Trecho selecionado>

>>>>

2.4 Estrutura Um: Dual
Nesta estrutura
o vínculo tipo fusão predomina através da idealização mútua de algum
componente. Existe uma sensação de exclusividade, os sujeitos se bastam, isto
é, são a fonte de toda a satisfação.
Pode
existir uma relação de simetria, à qual chamaremos de gemelaridade, ou de
assimetria estável, que chamaremos de complementaridade, com base no conceito
de vínculo, com o modelo de Objeto Único. Cada uma delas poderá dar lugar à
constituição do casal, a partir da modalidade fundante do enamoramento, seja qual
for o seu destino (Puget e Berenstein, 1994, p. 34).
Na relação de
simetria, denominada de gemelaridade, a junção do casal é mantida através
do processo de idealização. Os participantes se percebem com uma pequena
quantidade de diferenças. Quando esta simetria apoia-se em Eros, o princípio do
prazer, os sujeitos buscam a fusão por desejarem ser um só. Como a representação de cada componente do vínculo dá-se neste nível de erotização, tem-se o desejo de
um ser a imagem refletida (especular) do outro, daí o conceito de gêmeos
(gemelaridade).
Por vez quando
o tipo gemelaridade se apoia em Tanatos, seu símbolo é um permanente estrado de
frustração. A relação está dominada por funcionamento narcisista, mantidas as
fantasias de fusão e dependência máxima, porém agora produtoras de mal-estar.
Cada um dos participantes está ligado (conectado) com seu objeto imaginado,
buscando manter-se afastado de tudo aquilo que venha inutilizar sua ilusão de
posse.
Neste enleio
circulam afetos de desprezo e críticas, mas mesmo assim ficam presos um ao
outro, para poderem demonstrar mutuamente suas falhas. Este fato atende a uma
urgência compulsiva de apontar qualquer traço do outro que seja diferente do
objeto imaginado. Existe uma dependência adesiva, isto é, nem juntos, nem
separados, mas sempre presentes um para o outro.

<<<<

Registros listados>

>>>>

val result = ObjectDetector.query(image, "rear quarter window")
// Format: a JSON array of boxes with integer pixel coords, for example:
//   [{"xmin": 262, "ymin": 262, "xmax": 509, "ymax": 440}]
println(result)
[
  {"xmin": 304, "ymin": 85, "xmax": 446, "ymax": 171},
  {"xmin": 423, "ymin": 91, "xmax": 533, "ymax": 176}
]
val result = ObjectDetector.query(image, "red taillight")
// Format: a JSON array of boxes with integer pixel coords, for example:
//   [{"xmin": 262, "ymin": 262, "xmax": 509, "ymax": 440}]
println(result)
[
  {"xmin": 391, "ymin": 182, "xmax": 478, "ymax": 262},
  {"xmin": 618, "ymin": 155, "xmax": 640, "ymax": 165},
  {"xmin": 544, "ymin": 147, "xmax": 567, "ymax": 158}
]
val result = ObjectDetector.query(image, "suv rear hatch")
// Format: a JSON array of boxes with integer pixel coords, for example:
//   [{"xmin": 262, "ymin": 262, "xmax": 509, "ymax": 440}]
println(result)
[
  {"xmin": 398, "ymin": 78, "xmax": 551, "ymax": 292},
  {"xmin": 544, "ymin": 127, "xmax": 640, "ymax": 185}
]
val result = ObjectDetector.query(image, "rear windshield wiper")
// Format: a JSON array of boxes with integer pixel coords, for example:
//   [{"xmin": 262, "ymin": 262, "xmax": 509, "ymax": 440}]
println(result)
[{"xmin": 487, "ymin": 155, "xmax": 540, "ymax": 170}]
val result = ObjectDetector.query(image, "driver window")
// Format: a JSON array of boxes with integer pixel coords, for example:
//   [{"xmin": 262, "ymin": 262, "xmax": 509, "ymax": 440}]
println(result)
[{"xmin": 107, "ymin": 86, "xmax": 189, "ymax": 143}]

<<<<

Lista de tarefas>
[1] Transcreva do trecho sobre a estrutura dual a parte que começa em "Na relação de" e segue até "produtoras de mal-estar.".
[2] Retome o trecho sobre a estrutura dual e continue o texto a partir da última frase dele.

Respostas do exercício>
[1]
Na relação de
simetria, denominada de gemelaridade, a junção do casal é mantida através
do processo de idealização. Os participantes se percebem com uma pequena
quantidade de diferenças. Quando esta simetria apoia-se em Eros, o princípio do
prazer, os sujeitos buscam a fusão por desejarem ser um só. Como a representação de cada componente do vínculo dá-se neste nível de erotização, tem-se o desejo de
um ser a imagem refletida (especular) do outro, daí o conceito de gêmeos
(gemelaridade).
Por vez quando
o tipo gemelaridade se apoia em Tanatos, seu símbolo é um permanente estrado de
frustração. A relação está dominada por funcionamento narcisista, mantidas as
fantasias de fusão e dependência máxima, porém agora produtoras de mal-estar.

[2]
Complementaridade
enlouquecedora é uma modalidade de vínculo assimétrico estável, e pode assumir,
total ou parcialmente as seguintes características: os afetos são da ordem da
violência, irritação e hostilidade; as relações sexuais são de nível
pré-genital; a tendência monogâmica não é conflitiva; a cotidianidade é
satisfatória; o projeto vital está sujeito a desacordos ou, ao contrário, a uma
submissão total, com redução do projeto de dois ao de um só. Neste elo pode ser encontrado em maior ou menor grau as
seguintes disfunções:
a)
Disfunção
temporal, que tende a evitar qualquer tipo de mudança no cotidiano, nas
relações sexuais, no projeto vital, pois costumam confundir imobilidade com estabilidade;
b) Disfunção
semântica (mudanças ou translações sofridas, no tempo e no espaço, pela significação das palavras), ocasionada pela imposição de uma
única significação das palavras usadas na comunicação dos sujeitos
participantes do vínculo. Isto é conseguido por intermédio da violência,
ataques ao pensamento e confusão, motivados pela impossibilidade de aceitar o
diferente. As mensagens trocadas pelos participantes costumam ser
contraditórias, produzindo uma relação baseada no enlouquecimento e confusão.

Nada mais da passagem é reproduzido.